Can you copy out every one of the following records word for word, keeping each line as it stands?

* BEGIN THE DATA *

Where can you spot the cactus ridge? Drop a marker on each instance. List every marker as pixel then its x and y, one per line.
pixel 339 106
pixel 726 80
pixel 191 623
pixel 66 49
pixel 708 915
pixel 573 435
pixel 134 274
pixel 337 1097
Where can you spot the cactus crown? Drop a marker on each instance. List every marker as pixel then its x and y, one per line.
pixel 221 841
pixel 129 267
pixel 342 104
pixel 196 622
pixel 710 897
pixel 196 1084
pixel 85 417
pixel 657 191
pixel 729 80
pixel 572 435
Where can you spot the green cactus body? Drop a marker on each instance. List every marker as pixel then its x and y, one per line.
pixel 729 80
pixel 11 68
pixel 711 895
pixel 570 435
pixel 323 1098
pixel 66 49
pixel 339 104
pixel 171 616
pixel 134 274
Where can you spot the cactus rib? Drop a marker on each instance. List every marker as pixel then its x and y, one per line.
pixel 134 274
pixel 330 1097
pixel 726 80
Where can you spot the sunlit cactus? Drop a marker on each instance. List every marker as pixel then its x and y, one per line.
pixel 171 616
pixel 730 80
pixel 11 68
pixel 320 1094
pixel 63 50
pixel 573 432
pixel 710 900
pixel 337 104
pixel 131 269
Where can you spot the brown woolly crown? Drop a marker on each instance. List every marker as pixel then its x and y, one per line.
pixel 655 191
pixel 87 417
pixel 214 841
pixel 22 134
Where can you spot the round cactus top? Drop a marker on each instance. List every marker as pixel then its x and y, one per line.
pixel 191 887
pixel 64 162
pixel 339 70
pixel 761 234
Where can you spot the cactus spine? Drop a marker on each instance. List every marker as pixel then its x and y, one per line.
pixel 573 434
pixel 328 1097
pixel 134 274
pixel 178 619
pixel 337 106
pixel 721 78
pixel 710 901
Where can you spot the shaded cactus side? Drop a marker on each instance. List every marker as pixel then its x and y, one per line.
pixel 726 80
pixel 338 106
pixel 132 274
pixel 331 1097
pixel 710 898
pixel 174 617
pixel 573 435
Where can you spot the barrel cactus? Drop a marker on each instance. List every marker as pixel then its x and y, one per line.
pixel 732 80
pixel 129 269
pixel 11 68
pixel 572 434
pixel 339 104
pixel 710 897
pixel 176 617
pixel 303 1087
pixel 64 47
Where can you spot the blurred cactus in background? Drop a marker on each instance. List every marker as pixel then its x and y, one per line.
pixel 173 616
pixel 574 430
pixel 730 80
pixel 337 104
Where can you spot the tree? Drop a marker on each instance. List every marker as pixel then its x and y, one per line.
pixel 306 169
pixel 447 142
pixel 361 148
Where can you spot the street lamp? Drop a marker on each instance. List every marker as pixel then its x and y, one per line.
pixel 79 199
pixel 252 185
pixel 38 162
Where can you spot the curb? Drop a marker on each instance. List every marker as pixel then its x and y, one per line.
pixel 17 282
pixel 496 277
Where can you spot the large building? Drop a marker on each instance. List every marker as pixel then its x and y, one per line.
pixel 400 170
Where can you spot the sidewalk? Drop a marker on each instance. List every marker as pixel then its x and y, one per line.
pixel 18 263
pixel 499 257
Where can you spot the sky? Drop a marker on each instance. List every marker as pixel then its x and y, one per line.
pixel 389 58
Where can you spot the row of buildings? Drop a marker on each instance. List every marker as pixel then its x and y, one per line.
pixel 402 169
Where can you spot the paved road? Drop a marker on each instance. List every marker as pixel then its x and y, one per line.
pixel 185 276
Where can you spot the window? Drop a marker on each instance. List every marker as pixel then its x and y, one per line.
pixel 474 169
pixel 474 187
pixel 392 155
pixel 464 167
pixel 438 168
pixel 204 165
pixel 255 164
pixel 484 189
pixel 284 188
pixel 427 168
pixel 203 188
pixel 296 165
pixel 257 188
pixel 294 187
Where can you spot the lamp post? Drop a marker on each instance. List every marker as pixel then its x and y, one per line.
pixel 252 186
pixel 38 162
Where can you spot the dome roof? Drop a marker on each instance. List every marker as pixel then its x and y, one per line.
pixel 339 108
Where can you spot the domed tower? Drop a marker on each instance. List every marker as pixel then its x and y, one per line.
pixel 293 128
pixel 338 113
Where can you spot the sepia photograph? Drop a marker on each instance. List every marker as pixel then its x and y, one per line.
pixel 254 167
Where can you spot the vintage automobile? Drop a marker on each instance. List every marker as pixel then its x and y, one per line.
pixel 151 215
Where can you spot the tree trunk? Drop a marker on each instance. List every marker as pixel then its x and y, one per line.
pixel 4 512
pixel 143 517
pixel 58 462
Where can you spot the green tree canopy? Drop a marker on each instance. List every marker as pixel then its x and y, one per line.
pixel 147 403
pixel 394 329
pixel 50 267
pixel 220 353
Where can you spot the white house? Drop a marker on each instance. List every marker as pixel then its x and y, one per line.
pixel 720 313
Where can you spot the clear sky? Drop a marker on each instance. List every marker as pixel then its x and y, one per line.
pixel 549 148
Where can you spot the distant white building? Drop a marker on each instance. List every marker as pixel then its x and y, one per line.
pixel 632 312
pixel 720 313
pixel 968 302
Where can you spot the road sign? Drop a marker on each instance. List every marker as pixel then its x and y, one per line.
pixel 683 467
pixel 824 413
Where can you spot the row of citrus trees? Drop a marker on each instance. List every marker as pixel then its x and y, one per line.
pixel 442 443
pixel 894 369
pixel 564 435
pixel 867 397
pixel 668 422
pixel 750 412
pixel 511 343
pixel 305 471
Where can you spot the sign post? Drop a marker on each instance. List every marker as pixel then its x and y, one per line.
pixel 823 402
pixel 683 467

* END THE DATA *

**TASK RESPONSE:**
Where can you spot the cactus ridge? Drop a marker on each instance. List every marker as pixel then its x and y, one per line.
pixel 339 106
pixel 726 80
pixel 191 623
pixel 66 49
pixel 708 915
pixel 573 435
pixel 134 274
pixel 337 1097
Where can you spot the cactus crown? Drop a marker on each instance. List every marker as pixel then its x and y, one per line.
pixel 221 841
pixel 129 267
pixel 342 104
pixel 196 622
pixel 710 897
pixel 196 1084
pixel 85 417
pixel 657 191
pixel 729 80
pixel 572 435
Where can you spot the green cactus body? Drop a marker on each instance. List every marker as pixel then its x and y, one per line.
pixel 729 80
pixel 11 68
pixel 711 895
pixel 570 435
pixel 323 1098
pixel 66 49
pixel 339 104
pixel 171 616
pixel 134 274
Where can you spot the cactus rib? Drop a marker on each instance. List every marker as pixel then its x and y, one per line.
pixel 134 274
pixel 330 1097
pixel 726 80
Where can you spot the sunlit cactus? Drop a marker on each instance. List every marker as pixel then its x and y, one per line.
pixel 171 616
pixel 730 80
pixel 11 68
pixel 320 1094
pixel 63 50
pixel 573 432
pixel 710 900
pixel 337 104
pixel 131 269
Where can you spot the brown woolly crown? Drop a marker on each instance. List every marker as pixel then its x and y, one per line.
pixel 655 191
pixel 87 417
pixel 214 841
pixel 22 134
Where can you spot the round cactus top? Drop a marker on each instance. List every marker as pixel then its x and y, one per line.
pixel 191 887
pixel 64 162
pixel 339 70
pixel 761 234
Where can you spot the cactus spine? Drop a marker on each instance. List every marker as pixel then its x and y, one per line.
pixel 573 434
pixel 328 1097
pixel 134 274
pixel 178 619
pixel 337 106
pixel 721 78
pixel 710 901
Where can you spot the shaded cactus side? Drop a marker on each instance. List every marker as pixel then its x and y, one per line.
pixel 726 80
pixel 338 106
pixel 132 274
pixel 331 1097
pixel 710 898
pixel 174 617
pixel 573 435
Where can you spot the barrel cactus? Drop a marker on each instance. List every marker as pixel then its x and y, one per line.
pixel 732 80
pixel 129 269
pixel 11 68
pixel 572 434
pixel 339 104
pixel 710 897
pixel 176 617
pixel 303 1087
pixel 64 47
Where can you spot the blurred cactus in background? Drop a marker on each instance. List every marker as pixel then its x and y, one per line.
pixel 173 616
pixel 574 430
pixel 730 80
pixel 337 104
Where can you spot the tree? Drop a marker on each instance. List every marker as pixel then its x and y, one per line.
pixel 306 169
pixel 447 142
pixel 361 148
Where can you spot the street lamp? Drop a marker on each instance. List every marker as pixel then its x and y, one per line.
pixel 79 199
pixel 252 185
pixel 38 162
Where can you spot the curb? Drop a marker on each instance. List every marker as pixel then its x and y, one per line.
pixel 17 282
pixel 496 277
Where can you spot the large building? Drop a marker on each instance. List every marker as pixel then its x and y, one per line.
pixel 400 170
Where can you spot the sidewalk? Drop a marker on each instance. List every marker as pixel then its x and y, one per line.
pixel 18 263
pixel 499 257
Where can you spot the sky? Drop a marker on each instance. List every marker as pixel then its x and y, one per line.
pixel 389 58
Where can you spot the row of buildings? Drop a marker on each instance. List every marker as pixel then its x and y, one per line.
pixel 402 169
Where can you spot the paved road? Drop a marker on each instance. List every marker as pixel then its x and y, one per line.
pixel 185 276
Where can you spot the window? Drop a marker on each instance. List every marker as pixel then its x and y, one per line.
pixel 474 169
pixel 474 187
pixel 392 155
pixel 464 167
pixel 438 168
pixel 204 165
pixel 255 164
pixel 484 189
pixel 284 188
pixel 427 168
pixel 203 188
pixel 296 165
pixel 257 188
pixel 294 187
Where can you spot the lamp post? Drop a marker on each instance. List every marker as pixel then its x and y, one per line.
pixel 252 186
pixel 38 162
Where can you spot the dome roof? Drop a marker on each instance. List every marker as pixel then its x and y, one per line.
pixel 339 108
Where can you spot the domed tower? Drop a marker on each instance. List every marker as pixel then its x and y, one per line.
pixel 293 128
pixel 338 113
Where can you spot the sepia photograph? Drop a marker on each instance. List every marker as pixel then its x and y, one per line.
pixel 254 167
Where can you spot the vintage automobile? Drop a marker on each instance. List every marker as pixel then its x and y, one per line.
pixel 151 215
Where can you spot the tree trunk? Drop a marker on each instance. List every marker as pixel then its x and y, one per line.
pixel 4 512
pixel 143 517
pixel 58 462
Where can you spot the green tree canopy? Drop a marker on each instance. List every marker as pixel then its x and y, one per line.
pixel 147 403
pixel 394 329
pixel 50 267
pixel 220 353
Where can you spot the white house? Drop a marker on each instance. List every marker as pixel then its x and y, one per line.
pixel 720 313
Where can you spot the clear sky? Drop a marker on each instance. List every marker as pixel then its x and y, one per line.
pixel 549 148
Where can you spot the distant white building? Drop a marker on each instance. List every marker as pixel then its x and y, one per line.
pixel 632 312
pixel 720 313
pixel 968 302
Where can you spot the road sign? Drop a marker on each instance. List every marker as pixel then its x and y, one per line.
pixel 683 467
pixel 824 413
Where can you spot the row of citrus trees? Drop a marker on each instance. List every marker as pixel then its x and y, one per line.
pixel 442 443
pixel 894 369
pixel 564 435
pixel 867 397
pixel 668 422
pixel 750 412
pixel 511 343
pixel 305 471
Where can you spot the sign post? Drop a marker on each instance. List every marker as pixel then its x and y, one per line.
pixel 823 402
pixel 683 467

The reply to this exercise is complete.